**GOAL**
Using the entries below, return word for word the lines from the one containing "Review step: verify that every instance of the cat body" up to and including the last.
--- EXERCISE INPUT ---
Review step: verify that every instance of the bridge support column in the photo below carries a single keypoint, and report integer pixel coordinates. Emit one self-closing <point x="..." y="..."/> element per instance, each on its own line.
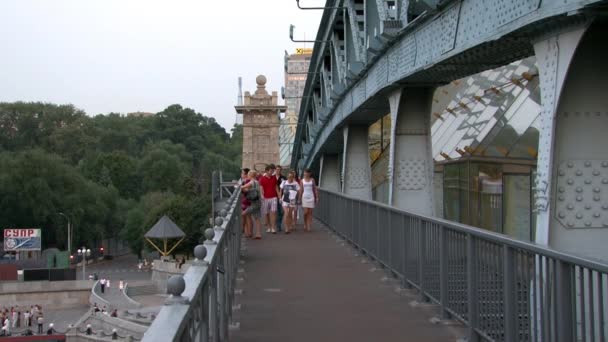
<point x="571" y="186"/>
<point x="329" y="177"/>
<point x="411" y="163"/>
<point x="356" y="168"/>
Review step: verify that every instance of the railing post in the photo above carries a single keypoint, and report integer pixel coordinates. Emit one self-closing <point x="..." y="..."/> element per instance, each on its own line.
<point x="221" y="295"/>
<point x="443" y="272"/>
<point x="472" y="285"/>
<point x="421" y="254"/>
<point x="564" y="306"/>
<point x="509" y="297"/>
<point x="213" y="319"/>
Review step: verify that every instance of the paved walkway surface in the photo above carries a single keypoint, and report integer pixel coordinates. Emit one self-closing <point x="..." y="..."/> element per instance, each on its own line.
<point x="310" y="287"/>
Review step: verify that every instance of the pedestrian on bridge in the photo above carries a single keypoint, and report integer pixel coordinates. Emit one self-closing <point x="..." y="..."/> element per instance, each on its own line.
<point x="280" y="211"/>
<point x="245" y="203"/>
<point x="310" y="196"/>
<point x="290" y="191"/>
<point x="270" y="194"/>
<point x="252" y="192"/>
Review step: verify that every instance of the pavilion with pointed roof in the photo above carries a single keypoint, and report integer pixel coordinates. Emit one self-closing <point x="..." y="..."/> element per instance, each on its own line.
<point x="164" y="230"/>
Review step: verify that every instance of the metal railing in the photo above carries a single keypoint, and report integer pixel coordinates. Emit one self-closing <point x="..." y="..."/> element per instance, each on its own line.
<point x="501" y="289"/>
<point x="199" y="307"/>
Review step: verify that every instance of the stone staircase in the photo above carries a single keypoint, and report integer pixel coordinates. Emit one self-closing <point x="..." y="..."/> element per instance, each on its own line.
<point x="142" y="290"/>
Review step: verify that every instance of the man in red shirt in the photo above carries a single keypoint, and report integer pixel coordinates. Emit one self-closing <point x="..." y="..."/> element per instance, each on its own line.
<point x="270" y="191"/>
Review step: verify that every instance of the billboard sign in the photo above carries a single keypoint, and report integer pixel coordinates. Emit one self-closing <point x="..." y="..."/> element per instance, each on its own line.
<point x="28" y="239"/>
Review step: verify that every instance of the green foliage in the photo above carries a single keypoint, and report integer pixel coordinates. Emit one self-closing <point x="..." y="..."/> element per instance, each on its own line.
<point x="113" y="175"/>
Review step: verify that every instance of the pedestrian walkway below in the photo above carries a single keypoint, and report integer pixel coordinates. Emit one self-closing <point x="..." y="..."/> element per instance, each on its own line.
<point x="313" y="287"/>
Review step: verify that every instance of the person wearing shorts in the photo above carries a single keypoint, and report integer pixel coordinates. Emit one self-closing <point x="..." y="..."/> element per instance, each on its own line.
<point x="270" y="193"/>
<point x="246" y="219"/>
<point x="280" y="211"/>
<point x="310" y="196"/>
<point x="253" y="210"/>
<point x="290" y="191"/>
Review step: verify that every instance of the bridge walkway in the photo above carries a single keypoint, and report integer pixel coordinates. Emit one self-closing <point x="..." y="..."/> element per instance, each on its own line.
<point x="313" y="287"/>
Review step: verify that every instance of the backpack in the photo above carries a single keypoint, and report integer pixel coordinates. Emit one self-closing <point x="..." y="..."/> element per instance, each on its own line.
<point x="254" y="193"/>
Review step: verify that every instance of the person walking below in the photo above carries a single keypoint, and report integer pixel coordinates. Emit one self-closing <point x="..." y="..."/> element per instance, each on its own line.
<point x="280" y="211"/>
<point x="290" y="191"/>
<point x="270" y="193"/>
<point x="252" y="192"/>
<point x="40" y="323"/>
<point x="310" y="196"/>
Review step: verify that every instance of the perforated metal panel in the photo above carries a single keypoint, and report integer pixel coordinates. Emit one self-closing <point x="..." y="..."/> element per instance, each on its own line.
<point x="411" y="174"/>
<point x="547" y="60"/>
<point x="358" y="178"/>
<point x="359" y="93"/>
<point x="503" y="12"/>
<point x="438" y="37"/>
<point x="582" y="194"/>
<point x="378" y="77"/>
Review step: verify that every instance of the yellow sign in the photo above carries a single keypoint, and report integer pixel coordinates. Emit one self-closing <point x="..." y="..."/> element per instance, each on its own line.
<point x="303" y="51"/>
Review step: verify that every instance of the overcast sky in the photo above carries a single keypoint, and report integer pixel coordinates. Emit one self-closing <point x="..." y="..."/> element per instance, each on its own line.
<point x="143" y="55"/>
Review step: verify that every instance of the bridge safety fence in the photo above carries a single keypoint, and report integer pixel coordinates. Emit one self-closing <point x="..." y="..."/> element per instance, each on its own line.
<point x="500" y="288"/>
<point x="199" y="307"/>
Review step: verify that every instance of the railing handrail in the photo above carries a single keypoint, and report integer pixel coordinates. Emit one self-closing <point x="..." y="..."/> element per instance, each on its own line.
<point x="488" y="235"/>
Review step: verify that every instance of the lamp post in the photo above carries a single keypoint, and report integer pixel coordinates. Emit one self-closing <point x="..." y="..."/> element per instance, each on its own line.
<point x="85" y="253"/>
<point x="69" y="233"/>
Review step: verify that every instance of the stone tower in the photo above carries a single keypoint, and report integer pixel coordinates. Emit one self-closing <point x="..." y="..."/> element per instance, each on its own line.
<point x="261" y="113"/>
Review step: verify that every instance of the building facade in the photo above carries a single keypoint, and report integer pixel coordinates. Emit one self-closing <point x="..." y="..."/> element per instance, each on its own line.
<point x="296" y="71"/>
<point x="261" y="115"/>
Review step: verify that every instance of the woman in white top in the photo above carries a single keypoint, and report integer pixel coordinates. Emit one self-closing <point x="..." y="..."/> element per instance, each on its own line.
<point x="290" y="190"/>
<point x="310" y="196"/>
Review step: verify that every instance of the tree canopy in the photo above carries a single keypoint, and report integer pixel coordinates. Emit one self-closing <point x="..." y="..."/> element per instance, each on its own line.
<point x="113" y="175"/>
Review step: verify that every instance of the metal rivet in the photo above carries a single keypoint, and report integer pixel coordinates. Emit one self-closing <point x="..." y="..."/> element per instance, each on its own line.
<point x="200" y="252"/>
<point x="176" y="285"/>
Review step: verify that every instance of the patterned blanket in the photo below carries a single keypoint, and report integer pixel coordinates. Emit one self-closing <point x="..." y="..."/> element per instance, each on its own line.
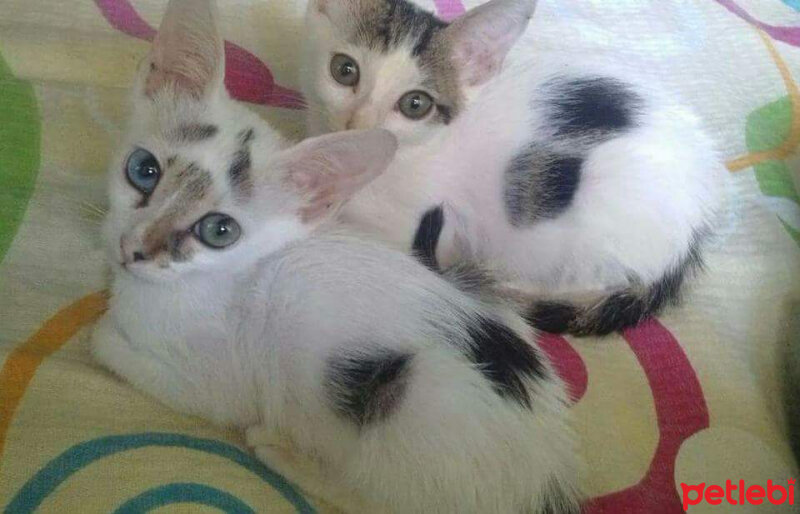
<point x="694" y="396"/>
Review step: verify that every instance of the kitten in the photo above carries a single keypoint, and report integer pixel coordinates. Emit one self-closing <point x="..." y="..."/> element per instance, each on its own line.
<point x="589" y="190"/>
<point x="357" y="372"/>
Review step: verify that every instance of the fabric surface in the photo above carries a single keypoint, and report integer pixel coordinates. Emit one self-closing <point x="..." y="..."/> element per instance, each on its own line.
<point x="692" y="397"/>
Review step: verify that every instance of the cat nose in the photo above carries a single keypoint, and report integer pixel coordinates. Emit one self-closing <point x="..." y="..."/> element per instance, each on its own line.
<point x="130" y="251"/>
<point x="361" y="119"/>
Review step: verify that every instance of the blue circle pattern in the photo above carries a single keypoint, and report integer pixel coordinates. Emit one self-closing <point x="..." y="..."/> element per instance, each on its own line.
<point x="47" y="479"/>
<point x="184" y="493"/>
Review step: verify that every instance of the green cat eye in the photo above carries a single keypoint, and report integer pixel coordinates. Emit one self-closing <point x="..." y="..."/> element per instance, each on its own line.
<point x="344" y="70"/>
<point x="142" y="171"/>
<point x="217" y="230"/>
<point x="415" y="105"/>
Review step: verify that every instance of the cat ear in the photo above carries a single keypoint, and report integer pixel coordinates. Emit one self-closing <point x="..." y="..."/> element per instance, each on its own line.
<point x="328" y="170"/>
<point x="187" y="52"/>
<point x="481" y="38"/>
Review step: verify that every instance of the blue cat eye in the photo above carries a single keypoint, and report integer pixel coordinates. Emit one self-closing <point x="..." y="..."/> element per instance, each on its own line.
<point x="217" y="230"/>
<point x="142" y="171"/>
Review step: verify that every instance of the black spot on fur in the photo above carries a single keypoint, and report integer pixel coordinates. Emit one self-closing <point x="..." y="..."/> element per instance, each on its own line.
<point x="246" y="136"/>
<point x="552" y="317"/>
<point x="196" y="132"/>
<point x="595" y="106"/>
<point x="427" y="236"/>
<point x="504" y="359"/>
<point x="368" y="388"/>
<point x="621" y="309"/>
<point x="540" y="184"/>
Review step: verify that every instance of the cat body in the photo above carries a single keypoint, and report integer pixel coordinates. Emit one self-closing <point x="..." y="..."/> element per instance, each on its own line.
<point x="585" y="187"/>
<point x="356" y="372"/>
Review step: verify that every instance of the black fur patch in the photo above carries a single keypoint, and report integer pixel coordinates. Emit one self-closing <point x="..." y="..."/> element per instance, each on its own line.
<point x="596" y="106"/>
<point x="368" y="388"/>
<point x="427" y="236"/>
<point x="621" y="309"/>
<point x="504" y="359"/>
<point x="552" y="317"/>
<point x="196" y="132"/>
<point x="540" y="184"/>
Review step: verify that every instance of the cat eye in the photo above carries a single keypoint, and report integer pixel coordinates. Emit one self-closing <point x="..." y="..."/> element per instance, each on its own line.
<point x="217" y="230"/>
<point x="344" y="70"/>
<point x="142" y="171"/>
<point x="415" y="105"/>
---
**OUTPUT FOR THIS TASK**
Review step: verify that every instance of the cat body in the photo above carries a single keypoint, and report integer pixel coordinates. Emit one self-closing <point x="..." y="..."/> element per instance, each on its own line.
<point x="585" y="187"/>
<point x="356" y="372"/>
Review step: verify that every instance of the black fur patch in the photo above carries a single keypoint, and report integer pixel coordinates. Emit one self-closing <point x="..." y="..."/> element per instance, each on its own line.
<point x="596" y="106"/>
<point x="368" y="388"/>
<point x="427" y="236"/>
<point x="621" y="309"/>
<point x="504" y="359"/>
<point x="552" y="317"/>
<point x="196" y="132"/>
<point x="540" y="184"/>
Review step: verify that every instance of the cat eye in the photo above carries a single keypoint, and report integer pixel coordinates. Emit one self-closing <point x="..." y="..."/> element per instance, each on its own line.
<point x="217" y="230"/>
<point x="344" y="70"/>
<point x="142" y="171"/>
<point x="415" y="105"/>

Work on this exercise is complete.